Compiti da svolgere:
[1] Nel brano sulle pitture rupestri dei Boscimani, quale regione vanta centinaia di antiche gallerie d'arte?
[2] Prosegui il testo sulle pitture rupestri dei Boscimani, riprendendo subito dopo la sua ultima frase.

Brano da leggere:

=-=-=-=-=

Pitture boscimane, enigma delle rocce
Dal corrispondente di “Svegliatevi!” in Sud Africa
PER chi ama l’arte, una visita a una galleria d’arte è di solito un avvenimento interessante e piacevole. Ma anche nelle grandi città le gallerie d’arte sono poche e distanti le une dalle altre. L’Africa meridionale, però, vanta letteralmente centinaia di antiche gallerie d’arte. Esse hanno suscitato curiosità e deliziato innumerevoli artisti, archeologi e turisti.
Ci riferiamo alle pitture rupestri dei Boscimani. I turisti che osservano affascinati la parete di una roccia coperta di queste pitture di persone e animali si chiedono: L’artista stava facendo solo dei disegnini, o cercava di comunicare un messaggio? E come fece a disegnare la figura quasi perfetta di un delfino trovandosi presso un gorgogliante ruscello distante centinaia di chilometri dal mare?

=-=-=-=-=

Voci fornite:
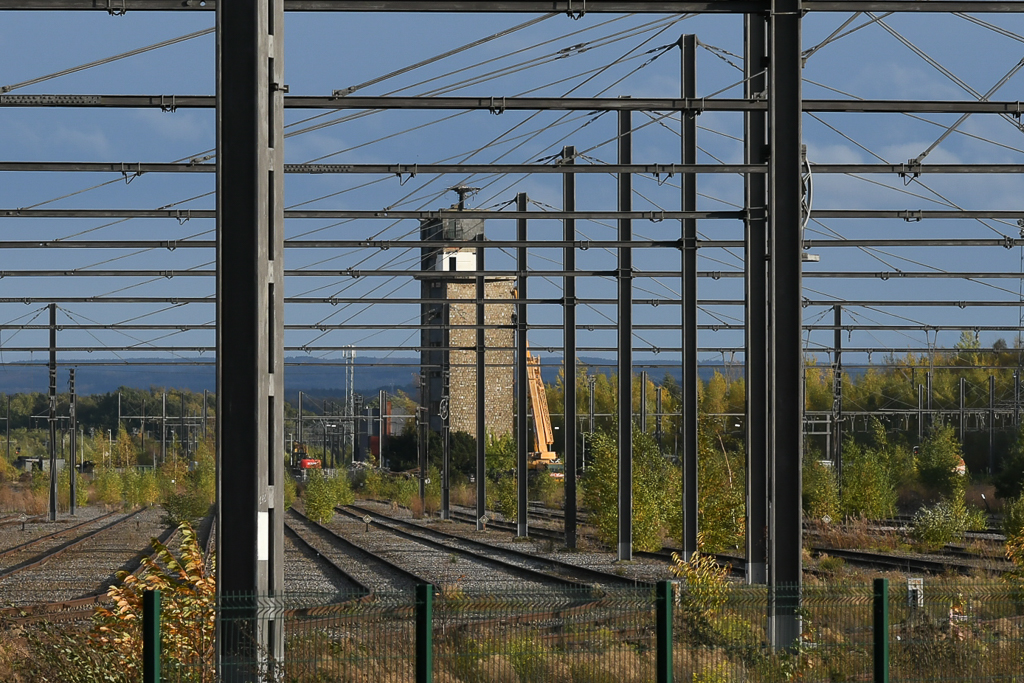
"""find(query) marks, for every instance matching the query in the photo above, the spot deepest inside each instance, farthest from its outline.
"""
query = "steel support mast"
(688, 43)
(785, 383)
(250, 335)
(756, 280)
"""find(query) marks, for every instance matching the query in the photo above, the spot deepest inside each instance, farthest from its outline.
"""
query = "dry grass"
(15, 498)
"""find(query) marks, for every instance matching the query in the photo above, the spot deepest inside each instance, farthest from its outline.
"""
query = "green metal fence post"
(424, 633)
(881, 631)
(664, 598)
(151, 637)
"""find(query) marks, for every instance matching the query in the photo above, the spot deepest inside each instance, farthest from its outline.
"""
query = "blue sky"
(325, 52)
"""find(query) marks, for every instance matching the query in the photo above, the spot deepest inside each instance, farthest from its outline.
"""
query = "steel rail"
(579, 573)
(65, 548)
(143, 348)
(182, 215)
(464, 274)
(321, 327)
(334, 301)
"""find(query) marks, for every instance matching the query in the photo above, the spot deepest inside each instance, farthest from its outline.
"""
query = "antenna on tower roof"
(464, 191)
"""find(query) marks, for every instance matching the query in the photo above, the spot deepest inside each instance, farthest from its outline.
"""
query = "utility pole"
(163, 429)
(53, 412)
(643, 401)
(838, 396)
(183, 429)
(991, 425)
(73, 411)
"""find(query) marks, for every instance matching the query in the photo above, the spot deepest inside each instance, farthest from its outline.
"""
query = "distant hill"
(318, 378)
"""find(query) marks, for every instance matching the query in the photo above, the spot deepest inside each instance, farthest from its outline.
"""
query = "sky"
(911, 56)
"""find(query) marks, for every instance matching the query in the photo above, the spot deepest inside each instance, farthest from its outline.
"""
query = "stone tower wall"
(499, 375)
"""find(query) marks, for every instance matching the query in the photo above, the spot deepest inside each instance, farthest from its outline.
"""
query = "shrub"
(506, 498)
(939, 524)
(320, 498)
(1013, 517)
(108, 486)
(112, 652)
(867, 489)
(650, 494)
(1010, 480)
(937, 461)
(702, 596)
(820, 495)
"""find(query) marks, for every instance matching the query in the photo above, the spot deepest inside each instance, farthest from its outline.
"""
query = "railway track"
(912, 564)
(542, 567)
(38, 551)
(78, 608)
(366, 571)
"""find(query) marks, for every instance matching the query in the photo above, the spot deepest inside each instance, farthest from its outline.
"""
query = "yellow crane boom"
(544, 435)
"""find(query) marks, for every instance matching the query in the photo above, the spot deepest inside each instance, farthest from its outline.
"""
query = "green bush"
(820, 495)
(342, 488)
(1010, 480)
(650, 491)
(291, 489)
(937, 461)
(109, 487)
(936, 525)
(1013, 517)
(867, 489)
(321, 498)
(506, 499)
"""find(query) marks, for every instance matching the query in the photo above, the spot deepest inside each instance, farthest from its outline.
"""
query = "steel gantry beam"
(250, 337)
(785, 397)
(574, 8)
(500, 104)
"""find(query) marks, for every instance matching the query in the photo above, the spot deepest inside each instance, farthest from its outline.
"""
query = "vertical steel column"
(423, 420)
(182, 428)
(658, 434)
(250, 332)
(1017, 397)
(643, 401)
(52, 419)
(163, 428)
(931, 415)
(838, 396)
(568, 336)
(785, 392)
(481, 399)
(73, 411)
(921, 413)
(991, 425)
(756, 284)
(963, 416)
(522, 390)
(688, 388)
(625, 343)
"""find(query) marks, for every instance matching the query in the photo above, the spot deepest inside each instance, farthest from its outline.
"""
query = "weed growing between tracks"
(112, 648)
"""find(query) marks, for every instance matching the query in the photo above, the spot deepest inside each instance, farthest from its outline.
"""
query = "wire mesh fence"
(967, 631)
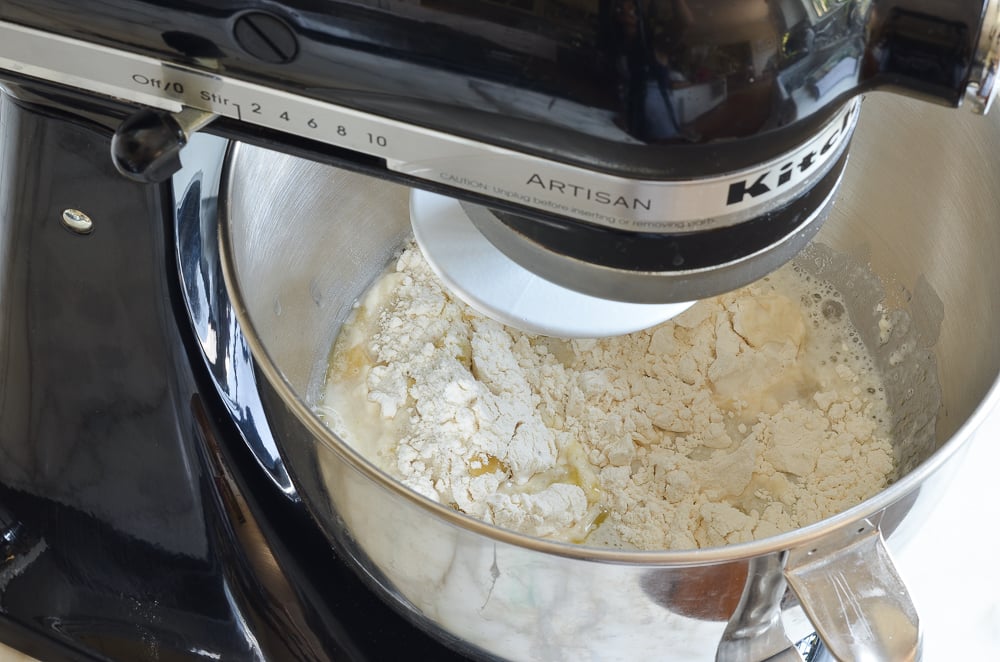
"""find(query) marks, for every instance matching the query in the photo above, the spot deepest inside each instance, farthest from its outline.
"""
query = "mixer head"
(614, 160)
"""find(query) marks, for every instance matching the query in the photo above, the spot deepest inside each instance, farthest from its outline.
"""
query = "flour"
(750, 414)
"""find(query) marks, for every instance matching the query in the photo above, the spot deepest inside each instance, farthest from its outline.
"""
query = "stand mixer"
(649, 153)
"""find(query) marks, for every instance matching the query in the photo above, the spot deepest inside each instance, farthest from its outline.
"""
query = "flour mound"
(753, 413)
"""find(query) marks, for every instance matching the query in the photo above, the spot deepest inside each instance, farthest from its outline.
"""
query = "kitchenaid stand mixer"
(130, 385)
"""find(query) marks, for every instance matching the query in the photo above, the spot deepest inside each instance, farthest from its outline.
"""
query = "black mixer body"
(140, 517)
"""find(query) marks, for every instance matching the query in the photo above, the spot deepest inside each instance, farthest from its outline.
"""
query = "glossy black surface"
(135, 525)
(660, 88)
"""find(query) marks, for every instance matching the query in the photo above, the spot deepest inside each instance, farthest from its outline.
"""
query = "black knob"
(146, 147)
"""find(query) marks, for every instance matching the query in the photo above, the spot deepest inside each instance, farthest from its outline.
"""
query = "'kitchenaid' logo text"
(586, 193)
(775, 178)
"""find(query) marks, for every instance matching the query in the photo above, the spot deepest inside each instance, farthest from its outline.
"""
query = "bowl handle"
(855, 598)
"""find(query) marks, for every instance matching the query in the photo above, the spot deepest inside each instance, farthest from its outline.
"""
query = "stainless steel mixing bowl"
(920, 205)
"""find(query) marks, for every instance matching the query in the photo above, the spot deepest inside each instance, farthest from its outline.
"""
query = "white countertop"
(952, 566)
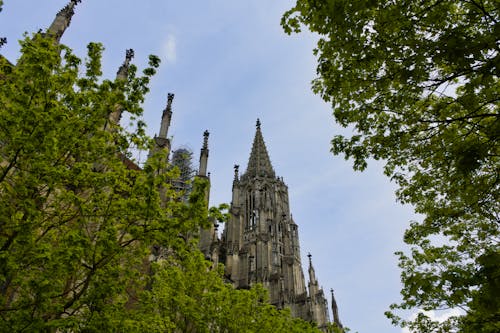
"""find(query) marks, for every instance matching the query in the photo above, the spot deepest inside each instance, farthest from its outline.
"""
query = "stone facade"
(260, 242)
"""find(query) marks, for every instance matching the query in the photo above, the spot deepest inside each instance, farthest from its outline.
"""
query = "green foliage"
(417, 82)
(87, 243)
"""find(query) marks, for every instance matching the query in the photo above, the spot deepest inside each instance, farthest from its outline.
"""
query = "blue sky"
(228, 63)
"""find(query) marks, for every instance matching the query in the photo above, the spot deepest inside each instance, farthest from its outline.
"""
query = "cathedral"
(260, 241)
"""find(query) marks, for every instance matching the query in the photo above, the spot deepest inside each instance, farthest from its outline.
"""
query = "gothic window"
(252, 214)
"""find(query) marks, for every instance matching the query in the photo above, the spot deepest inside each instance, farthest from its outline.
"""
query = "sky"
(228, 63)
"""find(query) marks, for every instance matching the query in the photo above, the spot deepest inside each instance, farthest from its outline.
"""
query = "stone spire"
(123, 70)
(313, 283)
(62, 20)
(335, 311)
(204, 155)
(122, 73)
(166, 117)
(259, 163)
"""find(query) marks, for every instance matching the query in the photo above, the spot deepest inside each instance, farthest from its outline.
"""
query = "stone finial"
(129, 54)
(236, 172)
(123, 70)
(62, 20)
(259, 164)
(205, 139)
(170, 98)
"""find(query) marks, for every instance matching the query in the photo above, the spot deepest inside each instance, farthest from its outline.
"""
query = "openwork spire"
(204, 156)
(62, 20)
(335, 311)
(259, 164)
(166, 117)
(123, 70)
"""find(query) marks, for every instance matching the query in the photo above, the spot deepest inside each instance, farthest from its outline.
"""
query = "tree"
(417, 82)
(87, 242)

=-=-=-=-=

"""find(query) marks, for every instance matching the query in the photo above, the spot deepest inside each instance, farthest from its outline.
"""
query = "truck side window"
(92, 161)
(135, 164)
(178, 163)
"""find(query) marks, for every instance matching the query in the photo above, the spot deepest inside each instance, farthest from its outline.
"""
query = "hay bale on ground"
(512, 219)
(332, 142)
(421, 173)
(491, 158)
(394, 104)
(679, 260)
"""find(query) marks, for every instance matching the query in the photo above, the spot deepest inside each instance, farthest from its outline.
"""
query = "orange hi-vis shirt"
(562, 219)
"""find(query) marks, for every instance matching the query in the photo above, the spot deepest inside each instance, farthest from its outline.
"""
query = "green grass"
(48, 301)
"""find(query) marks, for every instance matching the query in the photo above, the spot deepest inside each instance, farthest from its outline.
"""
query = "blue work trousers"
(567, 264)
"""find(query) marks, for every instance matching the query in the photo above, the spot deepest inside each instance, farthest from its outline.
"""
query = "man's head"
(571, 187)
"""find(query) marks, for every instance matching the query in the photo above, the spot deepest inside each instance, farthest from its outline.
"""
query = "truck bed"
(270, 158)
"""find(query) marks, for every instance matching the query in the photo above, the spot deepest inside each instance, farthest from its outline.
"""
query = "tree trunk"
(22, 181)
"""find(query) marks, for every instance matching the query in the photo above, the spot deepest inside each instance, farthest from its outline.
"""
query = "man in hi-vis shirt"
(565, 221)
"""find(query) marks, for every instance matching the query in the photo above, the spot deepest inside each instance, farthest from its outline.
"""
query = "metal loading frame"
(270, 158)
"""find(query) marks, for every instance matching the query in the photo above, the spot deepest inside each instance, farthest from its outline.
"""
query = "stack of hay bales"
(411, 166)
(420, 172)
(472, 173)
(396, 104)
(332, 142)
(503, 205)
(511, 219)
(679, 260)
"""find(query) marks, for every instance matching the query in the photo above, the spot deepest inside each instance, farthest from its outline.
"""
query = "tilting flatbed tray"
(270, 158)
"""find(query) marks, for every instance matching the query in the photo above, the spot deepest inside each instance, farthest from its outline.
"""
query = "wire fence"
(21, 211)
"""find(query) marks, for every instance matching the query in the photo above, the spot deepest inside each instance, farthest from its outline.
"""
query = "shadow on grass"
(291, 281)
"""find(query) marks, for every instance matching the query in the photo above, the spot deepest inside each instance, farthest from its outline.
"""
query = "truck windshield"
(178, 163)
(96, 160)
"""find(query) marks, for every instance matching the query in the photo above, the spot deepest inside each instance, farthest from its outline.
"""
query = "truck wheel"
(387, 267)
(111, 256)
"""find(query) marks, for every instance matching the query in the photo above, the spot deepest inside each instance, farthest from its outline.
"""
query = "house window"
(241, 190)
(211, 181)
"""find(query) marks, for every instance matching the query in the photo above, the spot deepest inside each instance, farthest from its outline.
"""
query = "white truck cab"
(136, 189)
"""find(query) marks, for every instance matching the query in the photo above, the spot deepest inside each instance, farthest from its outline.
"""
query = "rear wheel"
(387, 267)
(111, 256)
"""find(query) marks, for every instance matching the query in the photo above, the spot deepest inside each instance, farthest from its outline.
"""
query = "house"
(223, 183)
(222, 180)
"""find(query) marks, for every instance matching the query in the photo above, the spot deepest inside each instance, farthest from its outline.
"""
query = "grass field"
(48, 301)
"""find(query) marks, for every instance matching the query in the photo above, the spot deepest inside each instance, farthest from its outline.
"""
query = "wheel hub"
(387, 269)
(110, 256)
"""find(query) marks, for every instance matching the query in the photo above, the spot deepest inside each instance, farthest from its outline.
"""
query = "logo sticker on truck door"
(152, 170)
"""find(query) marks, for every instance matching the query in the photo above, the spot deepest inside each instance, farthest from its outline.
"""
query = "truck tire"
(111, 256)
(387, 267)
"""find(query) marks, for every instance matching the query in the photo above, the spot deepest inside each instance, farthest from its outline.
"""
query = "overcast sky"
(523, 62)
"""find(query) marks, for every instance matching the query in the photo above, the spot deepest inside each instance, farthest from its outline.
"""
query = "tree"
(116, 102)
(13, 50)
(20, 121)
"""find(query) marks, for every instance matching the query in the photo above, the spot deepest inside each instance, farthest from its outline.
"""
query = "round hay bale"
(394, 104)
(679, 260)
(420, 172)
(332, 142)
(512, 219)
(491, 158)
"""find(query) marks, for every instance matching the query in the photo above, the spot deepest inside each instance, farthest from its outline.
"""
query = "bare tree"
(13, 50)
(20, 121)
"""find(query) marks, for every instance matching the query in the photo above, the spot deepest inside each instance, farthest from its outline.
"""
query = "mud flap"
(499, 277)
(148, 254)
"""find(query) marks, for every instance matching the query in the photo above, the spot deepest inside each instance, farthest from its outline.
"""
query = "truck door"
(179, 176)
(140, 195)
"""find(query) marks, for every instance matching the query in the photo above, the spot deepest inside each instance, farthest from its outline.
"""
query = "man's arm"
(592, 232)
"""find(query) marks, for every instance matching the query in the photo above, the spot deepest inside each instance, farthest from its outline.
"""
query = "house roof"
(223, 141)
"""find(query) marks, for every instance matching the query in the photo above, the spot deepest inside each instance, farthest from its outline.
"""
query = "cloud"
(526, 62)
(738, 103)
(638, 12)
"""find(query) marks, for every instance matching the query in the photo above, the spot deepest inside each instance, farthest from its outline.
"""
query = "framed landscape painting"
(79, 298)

=-=-=-=-=

Risposte in ordine:
[1] L'Africa meridionale.

[2]
In cerca delle risposte
Cercando le risposte a tali domande e “spinte dall’inevitabilità della scomparsa di queste pitture”, équipes di archeologi e artisti, come la spedizione Frobenius, con artisti della Germania, e l’austriaco Harald Pager, hanno lottato contro il tempo per copiare e riprodurre il maggior numero possibile di disegni. L’archeologo francese Abbé Henri Breuil fu uno dei ricercatori di fama mondiale che, dopo avere esaminato l’arte primitiva europea, particolarmente quella spagnola e francese, si occupò dell’opera degli artisti boscimani dell’Africa. Gli studiosi scoprirono che il campo africano è pieno di interrogativi senza risposta come qualsiasi altro campo studiato in precedenza. Era così avvincente cercare di risolvere i numerosi problemi, che in certi casi i ricercatori non fecero mai ritorno in patria. Decifrare l’enigma delle rocce divenne il loro principale interesse, a cui dedicarono tutta la vita.
D’altra parte, per avere le risposte a queste domande molti appassionati di libri di archeologia sono stati spinti a recarsi alla più vicina biblioteca. Lì si possono esaminare le teorie e le scoperte degli esperti senza doversi arrampicare sui monti, strisciare dentro caverne o camminare nella boscaglia e sulla sabbia in cerca di antiche opere d’arte.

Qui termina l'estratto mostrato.